━━━━━ Fragmento de la página
Los maestros, decía, viajan los lunes, durante horas y bajo la inclemencia del tiempo, para llegar a reunirse con los padres de familia, a fin de entregar las guías para que los niños trabajen durante la semana, pero… muchos de los padres son analfabetas, ¿cómo se pretende que ayuden a sus hijos, a quienes, además, necesitan en el campo?

Foto: Cortesía | Atabal

Si en condiciones normales, de manera presencial, los maestros multigrado, dedicaban todo el día para evitar que los niños se fueran rezagando por el ausentismo, dando clase en cuartos, en casas de adobe, vigilantes siempre del aprendizaje de sus alumnos, ahora, sin poder hacerse cargo de la educación escolar de los que llaman “mis niños”, hablan con no poca tristeza del futuro, preconizando un retroceso que conducirá a incrementar todavía más el analfabetismo.

¿Y las clases virtuales? Nada más irónico, pensado por un sistema capitalista, elitista, que no se interesa por conocer la realidad de su gente. Pues ahí, como en tantas y tantas comunidades de nuestro país, el panorama es el siguiente: “Aquí, un señor de la comunidad tiene internet (lento) y algunas computadoras (escasas). Cobra alrededor de 35 pesos por 24 horas, pero los municipios están en lugares en donde la señal se pierde por días o semanas; uno de 13 padres de familia tiene televisión, pero los canales en donde transmiten las clases no llegan, ¿de dónde van a pagar el Sky?...”
━━━━━━━━━━
_Comprueba tu comprensión_:
[1] Copia el tramo del fragmento que va desde "Los maestros, decía, viajan" hasta "más el analfabetismo." y cambia "analfabetas" por "iletrados".
[2] Enumera todas las preguntas que se formulan en el fragmento.
━━━━━ Contenido de los datos
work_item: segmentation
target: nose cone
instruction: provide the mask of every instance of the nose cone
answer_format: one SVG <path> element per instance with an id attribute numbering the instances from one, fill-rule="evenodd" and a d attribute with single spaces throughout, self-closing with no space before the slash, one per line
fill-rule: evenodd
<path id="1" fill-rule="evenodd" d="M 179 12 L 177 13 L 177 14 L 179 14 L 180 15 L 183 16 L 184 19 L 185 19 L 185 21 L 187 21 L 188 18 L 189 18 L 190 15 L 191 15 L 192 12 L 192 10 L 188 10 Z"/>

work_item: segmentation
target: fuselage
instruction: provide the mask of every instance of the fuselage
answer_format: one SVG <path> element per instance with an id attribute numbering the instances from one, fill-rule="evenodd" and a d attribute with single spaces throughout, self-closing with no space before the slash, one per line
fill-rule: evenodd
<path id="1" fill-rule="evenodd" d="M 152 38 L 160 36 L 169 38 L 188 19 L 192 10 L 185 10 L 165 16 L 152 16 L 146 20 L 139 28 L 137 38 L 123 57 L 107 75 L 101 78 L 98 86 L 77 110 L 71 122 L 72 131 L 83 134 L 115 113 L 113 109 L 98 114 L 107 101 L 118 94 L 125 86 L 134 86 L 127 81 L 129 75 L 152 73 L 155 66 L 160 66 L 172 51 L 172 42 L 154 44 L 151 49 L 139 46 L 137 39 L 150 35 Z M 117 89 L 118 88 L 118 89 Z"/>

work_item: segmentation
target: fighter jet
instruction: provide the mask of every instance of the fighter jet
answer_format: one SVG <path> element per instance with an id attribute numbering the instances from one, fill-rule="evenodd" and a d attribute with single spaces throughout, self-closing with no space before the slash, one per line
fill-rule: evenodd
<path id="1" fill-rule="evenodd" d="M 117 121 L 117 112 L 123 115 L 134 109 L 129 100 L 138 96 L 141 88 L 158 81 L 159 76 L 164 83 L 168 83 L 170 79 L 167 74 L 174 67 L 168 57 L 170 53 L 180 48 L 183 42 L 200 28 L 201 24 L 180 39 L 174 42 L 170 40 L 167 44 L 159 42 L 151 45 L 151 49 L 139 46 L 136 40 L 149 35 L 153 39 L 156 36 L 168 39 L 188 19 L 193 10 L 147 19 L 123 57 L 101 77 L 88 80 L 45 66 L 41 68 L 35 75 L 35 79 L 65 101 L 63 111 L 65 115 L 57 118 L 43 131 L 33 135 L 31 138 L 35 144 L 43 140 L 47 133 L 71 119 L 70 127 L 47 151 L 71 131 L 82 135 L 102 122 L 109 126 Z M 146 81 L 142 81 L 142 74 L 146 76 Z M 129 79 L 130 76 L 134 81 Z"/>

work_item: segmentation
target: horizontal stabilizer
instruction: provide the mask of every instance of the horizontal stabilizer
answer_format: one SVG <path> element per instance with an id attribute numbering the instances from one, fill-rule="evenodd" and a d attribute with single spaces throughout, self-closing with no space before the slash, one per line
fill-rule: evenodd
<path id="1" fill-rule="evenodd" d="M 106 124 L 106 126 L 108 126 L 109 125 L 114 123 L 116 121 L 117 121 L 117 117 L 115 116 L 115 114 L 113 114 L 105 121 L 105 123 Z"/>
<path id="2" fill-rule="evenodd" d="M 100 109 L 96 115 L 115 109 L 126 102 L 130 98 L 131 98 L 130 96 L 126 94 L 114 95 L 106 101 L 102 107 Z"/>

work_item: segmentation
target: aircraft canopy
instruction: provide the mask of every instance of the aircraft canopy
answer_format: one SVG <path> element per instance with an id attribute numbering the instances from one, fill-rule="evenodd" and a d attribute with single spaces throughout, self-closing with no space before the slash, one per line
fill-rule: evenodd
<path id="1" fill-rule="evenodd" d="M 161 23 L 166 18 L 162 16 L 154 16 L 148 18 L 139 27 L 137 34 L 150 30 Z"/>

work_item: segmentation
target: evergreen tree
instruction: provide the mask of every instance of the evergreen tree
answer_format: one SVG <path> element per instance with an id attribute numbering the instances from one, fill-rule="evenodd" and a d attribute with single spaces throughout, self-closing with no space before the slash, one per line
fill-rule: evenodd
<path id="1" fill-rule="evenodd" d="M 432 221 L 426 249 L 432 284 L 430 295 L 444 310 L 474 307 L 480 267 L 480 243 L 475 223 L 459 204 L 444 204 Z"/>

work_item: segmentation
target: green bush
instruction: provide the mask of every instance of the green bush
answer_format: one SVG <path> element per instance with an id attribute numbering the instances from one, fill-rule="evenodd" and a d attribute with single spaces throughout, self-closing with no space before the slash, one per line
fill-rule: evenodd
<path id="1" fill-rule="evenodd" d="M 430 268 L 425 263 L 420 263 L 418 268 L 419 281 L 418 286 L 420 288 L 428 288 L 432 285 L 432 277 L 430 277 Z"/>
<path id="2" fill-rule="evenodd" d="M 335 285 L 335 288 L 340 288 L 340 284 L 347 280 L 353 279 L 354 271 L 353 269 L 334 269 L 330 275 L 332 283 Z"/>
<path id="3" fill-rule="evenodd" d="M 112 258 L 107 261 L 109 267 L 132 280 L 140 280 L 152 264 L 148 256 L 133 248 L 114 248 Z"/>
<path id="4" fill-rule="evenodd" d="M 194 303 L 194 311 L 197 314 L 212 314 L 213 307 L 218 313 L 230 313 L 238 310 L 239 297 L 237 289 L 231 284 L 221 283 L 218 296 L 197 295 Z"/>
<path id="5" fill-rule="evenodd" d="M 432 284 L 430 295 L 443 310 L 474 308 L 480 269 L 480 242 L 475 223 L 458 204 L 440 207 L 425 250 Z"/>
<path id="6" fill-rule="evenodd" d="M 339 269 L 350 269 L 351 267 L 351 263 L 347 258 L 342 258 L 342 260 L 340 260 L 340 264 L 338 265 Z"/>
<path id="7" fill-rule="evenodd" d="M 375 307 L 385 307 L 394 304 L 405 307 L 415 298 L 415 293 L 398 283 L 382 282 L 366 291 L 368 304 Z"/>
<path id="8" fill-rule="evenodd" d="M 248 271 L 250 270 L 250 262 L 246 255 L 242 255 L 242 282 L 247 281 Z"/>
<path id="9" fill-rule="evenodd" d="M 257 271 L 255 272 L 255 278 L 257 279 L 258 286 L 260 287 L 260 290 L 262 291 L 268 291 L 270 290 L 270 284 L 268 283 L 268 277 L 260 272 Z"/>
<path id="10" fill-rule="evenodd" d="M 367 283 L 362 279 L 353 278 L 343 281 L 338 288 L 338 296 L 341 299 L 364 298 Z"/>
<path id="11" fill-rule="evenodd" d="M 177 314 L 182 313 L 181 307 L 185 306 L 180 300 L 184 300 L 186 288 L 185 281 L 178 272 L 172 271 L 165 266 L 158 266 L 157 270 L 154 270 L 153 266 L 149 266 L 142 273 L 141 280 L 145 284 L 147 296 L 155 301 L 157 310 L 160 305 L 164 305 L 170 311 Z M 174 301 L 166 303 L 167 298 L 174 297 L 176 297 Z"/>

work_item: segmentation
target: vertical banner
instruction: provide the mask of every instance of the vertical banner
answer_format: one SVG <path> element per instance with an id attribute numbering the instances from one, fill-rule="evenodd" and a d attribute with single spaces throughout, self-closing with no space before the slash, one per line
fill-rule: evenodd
━━━━━━━━━━
_Resultados esperados_:
[1]
Los maestros, decía, viajan los lunes, durante horas y bajo la inclemencia del tiempo, para llegar a reunirse con los padres de familia, a fin de entregar las guías para que los niños trabajen durante la semana, pero… muchos de los padres son iletrados, ¿cómo se pretende que ayuden a sus hijos, a quienes, además, necesitan en el campo?

Foto: Cortesía | Atabal

Si en condiciones normales, de manera presencial, los maestros multigrado, dedicaban todo el día para evitar que los niños se fueran rezagando por el ausentismo, dando clase en cuartos, en casas de adobe, vigilantes siempre del aprendizaje de sus alumnos, ahora, sin poder hacerse cargo de la educación escolar de los que llaman “mis niños”, hablan con no poca tristeza del futuro, preconizando un retroceso que conducirá a incrementar todavía más el analfabetismo.

[2]
1. ¿cómo se pretende que ayuden a sus hijos, a quienes, además, necesitan en el campo?
2. ¿Y las clases virtuales?
3. ¿de dónde van a pagar el Sky?